Point annotation records:
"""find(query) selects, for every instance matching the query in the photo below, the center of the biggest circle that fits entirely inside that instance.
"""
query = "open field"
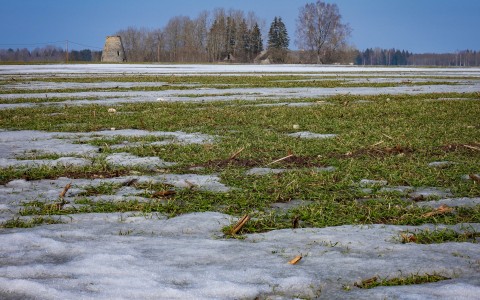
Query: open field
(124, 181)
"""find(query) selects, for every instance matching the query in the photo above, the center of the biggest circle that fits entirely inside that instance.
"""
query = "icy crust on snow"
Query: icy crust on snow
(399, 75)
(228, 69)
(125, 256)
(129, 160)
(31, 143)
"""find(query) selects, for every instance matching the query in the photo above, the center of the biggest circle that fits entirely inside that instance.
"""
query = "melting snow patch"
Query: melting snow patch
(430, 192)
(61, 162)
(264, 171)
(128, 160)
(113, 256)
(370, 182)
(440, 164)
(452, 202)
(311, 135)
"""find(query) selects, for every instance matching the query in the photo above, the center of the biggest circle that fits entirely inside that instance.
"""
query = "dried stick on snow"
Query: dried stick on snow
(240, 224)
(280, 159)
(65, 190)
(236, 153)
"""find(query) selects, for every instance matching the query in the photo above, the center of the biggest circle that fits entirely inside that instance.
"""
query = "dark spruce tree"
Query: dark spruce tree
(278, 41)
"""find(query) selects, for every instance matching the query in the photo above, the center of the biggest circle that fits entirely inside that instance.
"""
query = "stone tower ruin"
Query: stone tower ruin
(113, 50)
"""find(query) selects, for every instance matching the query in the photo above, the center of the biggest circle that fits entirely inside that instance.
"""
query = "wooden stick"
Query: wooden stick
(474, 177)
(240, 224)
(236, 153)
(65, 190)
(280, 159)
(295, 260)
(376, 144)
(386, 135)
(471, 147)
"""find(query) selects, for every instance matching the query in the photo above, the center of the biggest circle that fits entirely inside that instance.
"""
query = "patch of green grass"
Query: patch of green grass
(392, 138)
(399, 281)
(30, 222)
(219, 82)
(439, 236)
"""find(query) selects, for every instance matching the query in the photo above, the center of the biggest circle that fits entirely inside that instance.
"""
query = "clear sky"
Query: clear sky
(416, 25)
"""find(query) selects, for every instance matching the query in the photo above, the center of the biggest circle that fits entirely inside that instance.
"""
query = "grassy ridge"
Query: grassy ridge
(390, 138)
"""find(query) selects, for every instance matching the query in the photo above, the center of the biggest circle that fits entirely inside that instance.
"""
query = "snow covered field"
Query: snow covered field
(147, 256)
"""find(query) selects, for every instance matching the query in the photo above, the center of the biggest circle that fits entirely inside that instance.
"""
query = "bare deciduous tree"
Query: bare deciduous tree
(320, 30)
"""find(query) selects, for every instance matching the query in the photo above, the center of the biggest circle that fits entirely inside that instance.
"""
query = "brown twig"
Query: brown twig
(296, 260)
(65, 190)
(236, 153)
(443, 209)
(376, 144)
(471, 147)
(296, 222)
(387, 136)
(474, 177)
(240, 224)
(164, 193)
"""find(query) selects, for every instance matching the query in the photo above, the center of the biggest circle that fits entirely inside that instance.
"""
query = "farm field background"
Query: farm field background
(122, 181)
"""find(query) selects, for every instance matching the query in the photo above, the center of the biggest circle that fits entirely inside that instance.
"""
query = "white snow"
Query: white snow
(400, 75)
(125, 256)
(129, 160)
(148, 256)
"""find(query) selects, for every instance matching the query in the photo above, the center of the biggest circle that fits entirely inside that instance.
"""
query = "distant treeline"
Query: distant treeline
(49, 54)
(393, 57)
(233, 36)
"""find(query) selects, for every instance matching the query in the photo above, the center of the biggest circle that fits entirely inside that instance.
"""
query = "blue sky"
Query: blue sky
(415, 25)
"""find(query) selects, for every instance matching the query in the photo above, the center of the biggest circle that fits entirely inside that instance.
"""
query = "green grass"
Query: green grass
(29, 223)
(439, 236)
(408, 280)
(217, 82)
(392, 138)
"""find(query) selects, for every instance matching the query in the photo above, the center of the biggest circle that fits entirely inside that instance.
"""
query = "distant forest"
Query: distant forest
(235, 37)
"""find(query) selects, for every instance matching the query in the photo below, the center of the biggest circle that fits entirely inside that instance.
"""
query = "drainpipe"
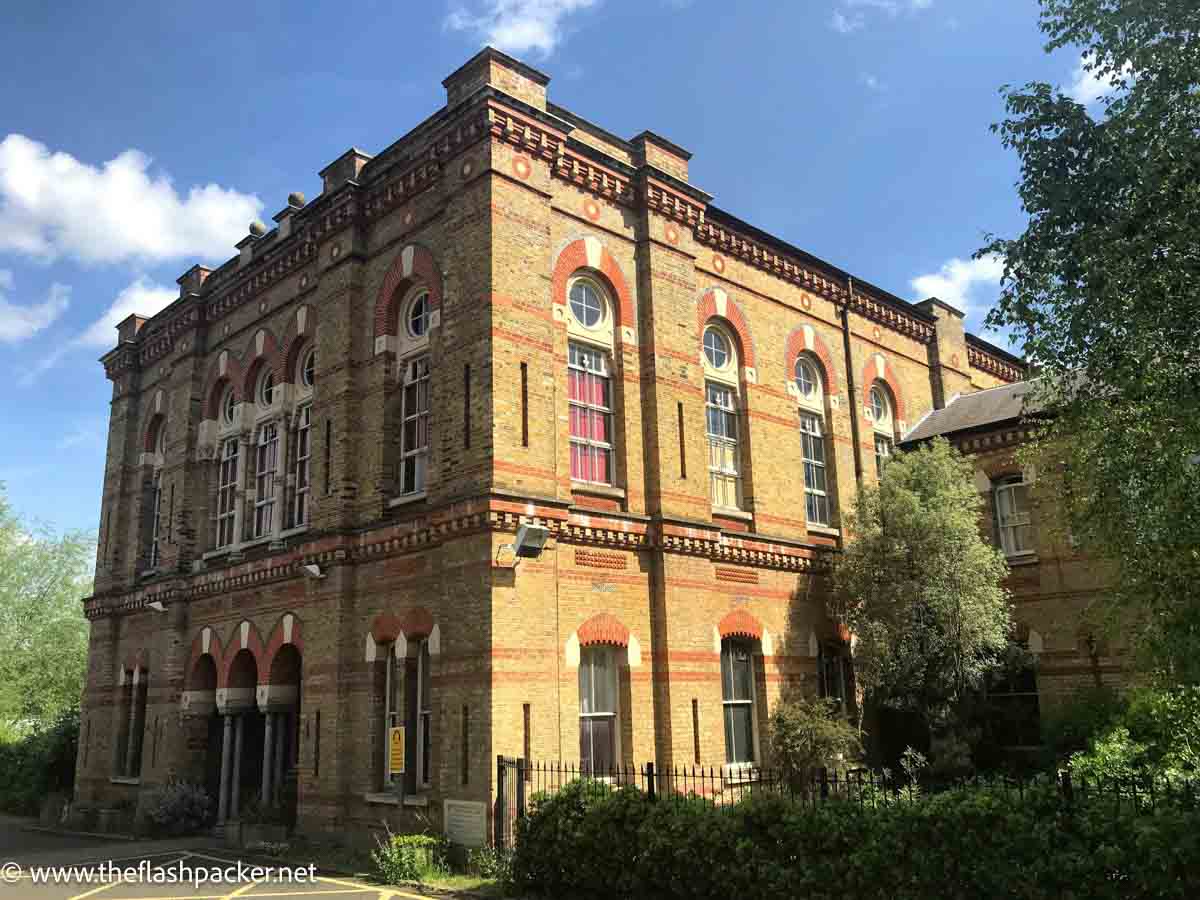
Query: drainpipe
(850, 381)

> **Work to complete**
Restate each entry word for word, leaving out any pictures.

> **Result**
"""find(query) selects, for every instance matching the query in the photo below, the center of the biggest circle that fits entirely inside that instance.
"""
query = "open field"
Query: open field
(124, 181)
"""find(query) selects, for every instance matching the query in the photo above, the center of the biggest circle that fits entirely inside that instance.
"""
query = "icy crust on snow"
Query: icy crust on snow
(399, 75)
(228, 69)
(125, 256)
(129, 160)
(31, 143)
"""find(query) selects, for every instance matching the query in the photo above, the center of the biggest circle that fits entirely inside that instance.
"""
query = "melting snow patch"
Query: melting snow patch
(430, 192)
(61, 162)
(264, 171)
(128, 160)
(113, 256)
(370, 182)
(440, 164)
(452, 202)
(311, 135)
"""find(query) selects, for every instance matching the query in the photo above, the center of the biggest circle that fits entirely inside that instance.
"""
query = "dried stick on snow"
Query: dried stick on snow
(240, 224)
(280, 159)
(65, 190)
(236, 153)
"""find(query) selects, for every instance matching the query in the photo above, the center of the biggest circle that fits entirely inside that instance.
"""
query = "dark spruce tree"
Query: dark spruce tree
(278, 41)
"""find(query) selects, for every instance matching the query in the photo above, the center of the biggest circle that fits entirely inside that instance.
"""
query = "stone tower ruin"
Query: stone tower ruin
(113, 50)
"""find(query) selects, for every instance matching the query in the photo above, the center of the biggest circle that fits entirely inside that instance.
"""
query = "wooden stick"
Query: wooden stick
(474, 177)
(240, 224)
(236, 153)
(65, 190)
(280, 159)
(295, 260)
(376, 144)
(386, 135)
(471, 147)
"""find(query) selects, for every instance matching the query in the photo above, the center of the biggest circle that fits entirely inside that instance.
"""
query = "patch of green grass"
Query: patch of green grass
(392, 138)
(399, 281)
(30, 222)
(219, 82)
(439, 236)
"""find(query) selects, for every instance matching the query in the photo above, the center of the biggest circle that fits entirely inside that instance.
"""
query = "clear sky"
Query: clear sky
(416, 25)
"""find(query) selects, for every instance matching the query in the photo above, the center of the biggest circle that fits entirely inside that instance.
"""
query = "grassy ridge"
Query: grassy ridge
(390, 138)
"""find(query) selects, for every instance matching the query in the photo above, the center of the biggest circle that fits entirely inside that instance.
"""
query = "snow covered field"
Query: snow covered field
(147, 256)
"""find(query) selects, for every instance matching the query in the photo above, the center of the biggest circle that fits entirely inside that instance.
"""
query = "bare deciduous tree"
Query: bare deciduous tree
(320, 30)
"""find(query) selects, for every instance matching the query in the photo above, the center of the biggest circle that fits entirely inside that instance.
"""
query = "brown twig"
Query: brown twig
(296, 260)
(65, 190)
(236, 153)
(443, 209)
(376, 144)
(471, 147)
(296, 222)
(387, 136)
(474, 177)
(240, 224)
(164, 193)
"""find(query) selects, for every instance matching the query in the photo above, the center of the biggest circle that fits entirely inside that instance.
"""
query = "farm field background"
Query: farm field background
(122, 181)
"""find(query) selects, for every instance matching the query in the photo above, the center of the biggest circle that fits entirely inside that instance.
"""
query = "white snow"
Query: white snow
(400, 75)
(125, 256)
(129, 160)
(148, 256)
"""find(query) selects, for every instance matching the query in the photo above, the center of the biggest circle that fits entirely inside that instance.
"""
query = "distant treeline"
Query: distant treeline
(49, 54)
(393, 57)
(233, 36)
"""find(query) selects, for every instance matching the query in the photo above, the center of the biggest circle that fits entirely inside that instance.
"""
query = "blue sky"
Query: blue sky
(415, 25)
"""find(query) selects, for every instance matching the query in the photo above, the center of the biggest circle that fits entirely inside that instance.
"""
query = "green grass"
Query: green grass
(29, 223)
(439, 236)
(408, 280)
(217, 82)
(392, 138)
"""find(query) selects, for every instance matching the query in the photo above, the center of the biggest circle that fits entirely inside that instance.
"""
query = "distant forest"
Query: distant forest
(235, 37)
"""find(query) selects, for every instance matching the query in the photo below, the center of the biggest circle that fits entirely inside that instance.
"""
query = "drainpipe"
Query: drainpipe
(850, 381)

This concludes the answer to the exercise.